ASSIGNED TASK 1 » Say whether each statement agrees with the article below on Judge Patterson, answering yes or no and quoting the deciding words from it: (a) the governor accepted Patterson's apology; (b) the "Gov. MeMaw" term appeared in an order in a criminal case; (c) the Supreme Court's stay in the 2018 case resulted in some court fees being withheld.
ASSIGNED TASK 2 » Write out, word for word, the stretch of the article below on Judge Patterson from "Ivey spokeswoman Gina" through "for this story.".

START DOCUMENT SECTION

Mobile County Circuit Judge James Patterson has reportedly apologized to Alabama Gov. Kay Ivey for referring to the head of state as “Gov. MeMaw” in an official court order signed April 10 of this year.
Ivey spokeswoman Gina Maiola confirmed in an email that Patterson had apologized and the governor had accepted his apology. Patterson did not immediately return a call seeking comment for this story.
The term was written in an order by the Republican judge explaining to parties in a civil case before his court why he had canceled Zoom hearings during the ongoing COVID-19 pandemic.
“Based on the governor’s stay-at-home order of 4/3/2020, which came out several days after I had set the (Z)oom hearing on 3/31/2020, this court was of the opinion that it better not even hold virtual hearings because that may require someone (staff person/IT person/lawyer who doesn’t have access to the technology?) to leave home and violate Gov. MeMaw’s order,” Patterson wrote in the April 10 order. “Therefore, I have canceled all (Z)oom hearings I had set ….”
This is not the first time Patterson’s conduct from the bench has raised eyebrows. Just this year, Patterson has had two of his decisions overturned by the Alabama Supreme Court over the course of weeks in June.
As Lagniappe has previously reported, Patterson had a ruling overturned after the justices in the state’s highest court found he “illegally detained” a murder suspect for several months in 2019 after he revoked the defendant’s bail without sufficient cause.
About a week later on June 17, Lagniappe reported the Supreme Court ordered Patterson to reinstate a guilty plea he had previously tossed.
In 2018, the state challenged a Patterson order that would have required Mobile County Circuit Clerk Jojo Schwarzauer to withhold a portion of county court fees directed to state coffers. The Supreme Court got involved in that case and issued a stay, meaning none of the funds were actually withheld.
Last year Patterson also apologized publicly for asking potential jurors if they all spoke “Engrish,” affecting a caricature of an Asian accent that offended some in the courtroom.

END DOCUMENT SECTION
START DATA EXTRACTS

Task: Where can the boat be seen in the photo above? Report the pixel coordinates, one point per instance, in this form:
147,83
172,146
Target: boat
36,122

END DATA EXTRACTS

TASK RESULT 1 »
(a) Yes: "the governor had accepted his apology."
(b) No: "parties in a civil case before his court."
(c) No: "meaning none of the funds were actually withheld."

TASK RESULT 2 »
Ivey spokeswoman Gina Maiola confirmed in an email that Patterson had apologized and the governor had accepted his apology. Patterson did not immediately return a call seeking comment for this story.